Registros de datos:
►

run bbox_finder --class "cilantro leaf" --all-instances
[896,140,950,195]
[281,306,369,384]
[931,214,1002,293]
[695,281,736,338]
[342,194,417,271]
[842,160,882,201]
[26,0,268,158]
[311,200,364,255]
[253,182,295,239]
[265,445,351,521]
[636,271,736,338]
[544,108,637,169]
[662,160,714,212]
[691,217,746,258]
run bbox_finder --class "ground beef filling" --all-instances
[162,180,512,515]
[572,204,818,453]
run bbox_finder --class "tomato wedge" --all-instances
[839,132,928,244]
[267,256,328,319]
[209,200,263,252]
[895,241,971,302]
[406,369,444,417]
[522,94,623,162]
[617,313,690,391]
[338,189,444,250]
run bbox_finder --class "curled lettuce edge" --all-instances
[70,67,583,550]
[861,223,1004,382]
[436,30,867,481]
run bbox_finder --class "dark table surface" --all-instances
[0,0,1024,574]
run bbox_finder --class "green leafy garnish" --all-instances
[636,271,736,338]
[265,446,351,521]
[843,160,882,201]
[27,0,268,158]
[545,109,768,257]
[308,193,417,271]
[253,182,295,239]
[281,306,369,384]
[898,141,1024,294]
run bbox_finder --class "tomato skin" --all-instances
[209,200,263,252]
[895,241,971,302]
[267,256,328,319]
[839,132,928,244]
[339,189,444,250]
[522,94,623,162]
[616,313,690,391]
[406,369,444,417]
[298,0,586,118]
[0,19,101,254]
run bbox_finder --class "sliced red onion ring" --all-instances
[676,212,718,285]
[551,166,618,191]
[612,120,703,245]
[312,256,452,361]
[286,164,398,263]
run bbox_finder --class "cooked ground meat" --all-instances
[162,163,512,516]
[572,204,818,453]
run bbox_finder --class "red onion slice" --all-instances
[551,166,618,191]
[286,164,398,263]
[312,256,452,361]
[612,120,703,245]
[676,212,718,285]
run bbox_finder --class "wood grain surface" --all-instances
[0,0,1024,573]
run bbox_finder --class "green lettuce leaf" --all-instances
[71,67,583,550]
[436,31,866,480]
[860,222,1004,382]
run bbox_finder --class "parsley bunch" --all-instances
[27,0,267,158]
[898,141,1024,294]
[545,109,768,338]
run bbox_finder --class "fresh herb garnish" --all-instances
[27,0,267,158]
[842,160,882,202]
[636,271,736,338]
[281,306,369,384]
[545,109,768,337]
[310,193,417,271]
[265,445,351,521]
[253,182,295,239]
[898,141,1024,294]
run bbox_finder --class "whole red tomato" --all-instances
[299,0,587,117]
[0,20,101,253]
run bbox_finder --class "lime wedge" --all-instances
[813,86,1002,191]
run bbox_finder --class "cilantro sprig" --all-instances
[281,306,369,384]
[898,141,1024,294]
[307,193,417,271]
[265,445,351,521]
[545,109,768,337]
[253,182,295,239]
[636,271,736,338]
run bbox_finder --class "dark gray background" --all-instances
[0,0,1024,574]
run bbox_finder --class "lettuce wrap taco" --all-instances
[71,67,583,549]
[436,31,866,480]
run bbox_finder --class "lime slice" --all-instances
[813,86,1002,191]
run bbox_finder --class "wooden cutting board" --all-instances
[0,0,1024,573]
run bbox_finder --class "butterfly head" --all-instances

◄

Reescribe todas las filas cambiando "wood grain surface" por "wooden table surface" y deja todo lo demás igual.

**SOLUCIÓN DEL EJERCICIO**
run bbox_finder --class "cilantro leaf" --all-instances
[896,140,950,195]
[281,306,369,384]
[931,214,1002,293]
[695,281,736,338]
[342,194,417,271]
[842,160,882,201]
[26,0,268,158]
[311,200,364,255]
[253,182,295,239]
[265,445,351,521]
[636,271,736,338]
[544,108,637,169]
[662,160,714,212]
[691,217,746,258]
run bbox_finder --class "ground beef filling" --all-instances
[162,180,512,515]
[572,204,818,453]
run bbox_finder --class "tomato wedge" --all-instances
[839,132,928,244]
[267,256,328,319]
[209,200,263,252]
[895,241,971,302]
[406,369,444,417]
[522,94,623,162]
[617,313,690,391]
[338,189,444,250]
run bbox_finder --class "curled lettuce edge" --all-instances
[70,67,583,550]
[861,223,1004,382]
[436,30,867,481]
run bbox_finder --class "dark table surface" --all-instances
[0,0,1024,574]
run bbox_finder --class "green leafy garnish" --all-instances
[636,271,736,338]
[265,446,351,521]
[843,160,882,201]
[27,0,268,158]
[545,109,768,257]
[308,193,417,271]
[253,182,295,239]
[281,306,369,384]
[898,141,1024,294]
run bbox_finder --class "tomato skin" --all-instances
[209,200,263,252]
[895,241,971,302]
[267,256,328,319]
[839,132,928,244]
[339,189,444,250]
[522,94,623,162]
[616,313,690,391]
[406,369,444,417]
[298,0,586,118]
[0,19,101,254]
run bbox_finder --class "sliced red onion ring" --all-instances
[676,212,718,285]
[551,166,618,191]
[612,120,703,245]
[312,256,452,361]
[286,164,398,263]
run bbox_finder --class "cooked ground meat" --all-instances
[162,163,512,516]
[572,204,818,453]
run bbox_finder --class "red onion slice" --all-instances
[551,166,618,191]
[286,164,398,263]
[312,256,452,361]
[612,120,703,245]
[676,212,718,285]
run bbox_finder --class "wooden table surface" --all-instances
[0,0,1024,573]
run bbox_finder --class "green lettuce leaf" --all-instances
[71,67,583,550]
[436,31,866,480]
[860,222,1004,382]
run bbox_finder --class "parsley bunch" --all-instances
[27,0,267,158]
[898,141,1024,294]
[545,109,768,338]
run bbox_finder --class "fresh herb garnish" --all-instances
[27,0,267,158]
[842,160,882,202]
[636,271,736,338]
[281,306,369,384]
[545,109,768,337]
[310,193,417,271]
[265,445,351,521]
[253,182,295,239]
[898,141,1024,294]
run bbox_finder --class "whole red tomato" --all-instances
[299,0,587,117]
[0,20,101,253]
run bbox_finder --class "lime wedge" --all-instances
[813,86,1002,191]
run bbox_finder --class "cilantro sprig" --all-instances
[281,306,369,384]
[898,141,1024,294]
[307,193,417,271]
[265,445,351,521]
[545,109,768,337]
[253,182,295,239]
[636,271,736,338]
run bbox_finder --class "dark gray background" --all-instances
[0,0,1024,574]
run bbox_finder --class "lettuce wrap taco" --all-instances
[71,67,583,549]
[436,31,866,480]
run bbox_finder --class "lime slice" --all-instances
[813,86,1002,191]
run bbox_finder --class "wooden cutting board" --all-instances
[0,0,1024,573]
run bbox_finder --class "butterfly head" --all-instances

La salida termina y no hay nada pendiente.